2024-01-05 Thread Aaron Wolf

The one thought on LibreJS improvement I was imagining so far:

Some sort of crowdsourced list of recognized free JS, like the way that 
adblocking lists are put together to block ads. I imagine a whitelist 
that just knows that Codeberg's JS is free, so it is whitelisted not by 
individual local users of LibreJS but by a collected list everyone gets 
by default.



On 2024-01-05 4:08, Yuchen Pei wrote:

On Thu 2024-01-04 13:49:00 -0800, Aaron Wolf wrote:


Note that there's also this issue at Gitea:
https://github.com/go-gitea/gitea/issues/13393
Anyway, I think it is not okay to downgrade Codeberg for not
functioning with LibreJS when it is 100% free software anyway.
Insisting on this particular tooling needs to not be such a strong
requirement.

> [Exercise directions]
Can you give the LibreJS thread again between "On 2024-01-05 4:08, Yuchen" and "free software anyway.", inclusive, swapping "downgrade" for "penalize"?

> [Dataset excerpt]
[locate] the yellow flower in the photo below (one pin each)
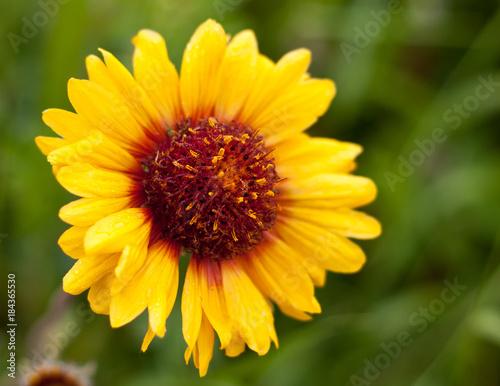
(216, 162)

> [Result of this task]
On 2024-01-05 4:08, Yuchen Pei wrote:

On Thu 2024-01-04 13:49:00 -0800, Aaron Wolf wrote:


Note that there's also this issue at Gitea:
https://github.com/go-gitea/gitea/issues/13393
Anyway, I think it is not okay to penalize Codeberg for not
functioning with LibreJS when it is 100% free software anyway.